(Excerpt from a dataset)
-- Start --

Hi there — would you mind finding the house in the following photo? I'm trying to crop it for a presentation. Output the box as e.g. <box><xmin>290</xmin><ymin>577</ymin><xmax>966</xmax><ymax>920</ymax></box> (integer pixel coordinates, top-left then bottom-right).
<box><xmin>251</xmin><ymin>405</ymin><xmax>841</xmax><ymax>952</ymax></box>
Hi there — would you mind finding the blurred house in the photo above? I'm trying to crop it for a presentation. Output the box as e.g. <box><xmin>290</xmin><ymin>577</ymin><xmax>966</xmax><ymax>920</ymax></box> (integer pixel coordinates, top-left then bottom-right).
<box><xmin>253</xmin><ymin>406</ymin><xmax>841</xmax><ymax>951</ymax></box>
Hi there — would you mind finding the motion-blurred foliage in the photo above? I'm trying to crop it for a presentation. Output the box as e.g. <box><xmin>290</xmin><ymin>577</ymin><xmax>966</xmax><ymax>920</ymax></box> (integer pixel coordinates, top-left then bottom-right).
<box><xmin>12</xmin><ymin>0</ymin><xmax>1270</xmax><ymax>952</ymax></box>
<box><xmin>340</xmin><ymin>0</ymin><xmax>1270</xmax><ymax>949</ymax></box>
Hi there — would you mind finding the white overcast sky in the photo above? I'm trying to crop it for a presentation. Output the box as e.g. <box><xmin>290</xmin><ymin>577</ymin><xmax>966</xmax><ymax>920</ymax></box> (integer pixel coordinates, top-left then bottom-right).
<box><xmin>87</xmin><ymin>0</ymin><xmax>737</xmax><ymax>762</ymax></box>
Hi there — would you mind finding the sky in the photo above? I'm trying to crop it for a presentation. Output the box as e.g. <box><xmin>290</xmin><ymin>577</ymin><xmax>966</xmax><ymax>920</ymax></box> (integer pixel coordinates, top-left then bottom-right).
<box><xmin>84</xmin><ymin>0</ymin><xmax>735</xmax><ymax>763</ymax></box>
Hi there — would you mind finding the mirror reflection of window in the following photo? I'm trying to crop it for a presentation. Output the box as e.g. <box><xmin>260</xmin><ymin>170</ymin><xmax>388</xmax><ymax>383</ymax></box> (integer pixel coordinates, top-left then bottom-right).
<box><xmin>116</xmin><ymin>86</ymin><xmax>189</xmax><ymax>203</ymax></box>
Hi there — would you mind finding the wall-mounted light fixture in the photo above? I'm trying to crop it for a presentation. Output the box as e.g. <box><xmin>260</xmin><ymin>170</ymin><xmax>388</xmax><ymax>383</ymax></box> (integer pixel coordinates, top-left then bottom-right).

-- End --

> _YOUR OBJECTIVE_
Can you reproduce all of the entries above word for word, changing nothing?

> _SOLUTION_
Hi there — would you mind finding the house in the following photo? I'm trying to crop it for a presentation. Output the box as e.g. <box><xmin>290</xmin><ymin>577</ymin><xmax>966</xmax><ymax>920</ymax></box> (integer pixel coordinates, top-left then bottom-right).
<box><xmin>251</xmin><ymin>405</ymin><xmax>841</xmax><ymax>952</ymax></box>
Hi there — would you mind finding the blurred house in the photo above? I'm trying to crop it for a presentation. Output the box as e.g. <box><xmin>290</xmin><ymin>577</ymin><xmax>966</xmax><ymax>920</ymax></box> (integer pixel coordinates, top-left then bottom-right).
<box><xmin>253</xmin><ymin>406</ymin><xmax>841</xmax><ymax>951</ymax></box>
Hi there — would you mind finding the motion-blurred foliage in the photo above? I'm trying to crop it for a presentation. Output the box as e.g. <box><xmin>290</xmin><ymin>577</ymin><xmax>966</xmax><ymax>920</ymax></box> (integer pixel coordinates, top-left then bottom-right).
<box><xmin>12</xmin><ymin>0</ymin><xmax>1270</xmax><ymax>952</ymax></box>
<box><xmin>340</xmin><ymin>0</ymin><xmax>1270</xmax><ymax>949</ymax></box>
Hi there — would you mind finding the white overcast sky in the photo above? I'm trying to crop it for a presentation. Output the box as e.g. <box><xmin>290</xmin><ymin>577</ymin><xmax>966</xmax><ymax>920</ymax></box> (integer pixel coordinates, top-left then bottom-right).
<box><xmin>87</xmin><ymin>0</ymin><xmax>737</xmax><ymax>762</ymax></box>
Hi there — would you mind finding the sky in the photo above? I'm trying to crop it for a presentation. Output the box as e.g. <box><xmin>290</xmin><ymin>577</ymin><xmax>966</xmax><ymax>920</ymax></box> (integer pixel coordinates, top-left then bottom-right).
<box><xmin>84</xmin><ymin>0</ymin><xmax>735</xmax><ymax>763</ymax></box>
Hi there — would you mind finding the mirror reflection of window in the following photo? I'm trying to crop it for a presentation. Output the box as e.g. <box><xmin>260</xmin><ymin>170</ymin><xmax>388</xmax><ymax>383</ymax></box> (integer pixel coordinates, top-left then bottom-right).
<box><xmin>116</xmin><ymin>86</ymin><xmax>189</xmax><ymax>203</ymax></box>
Hi there — would you mind finding the wall-mounted light fixture in the photo above? I'm trying to crop it for a presentation. Output the box as e.g. <box><xmin>260</xmin><ymin>170</ymin><xmax>388</xmax><ymax>383</ymax></box> (integer pixel coordinates, top-left then bottom-right).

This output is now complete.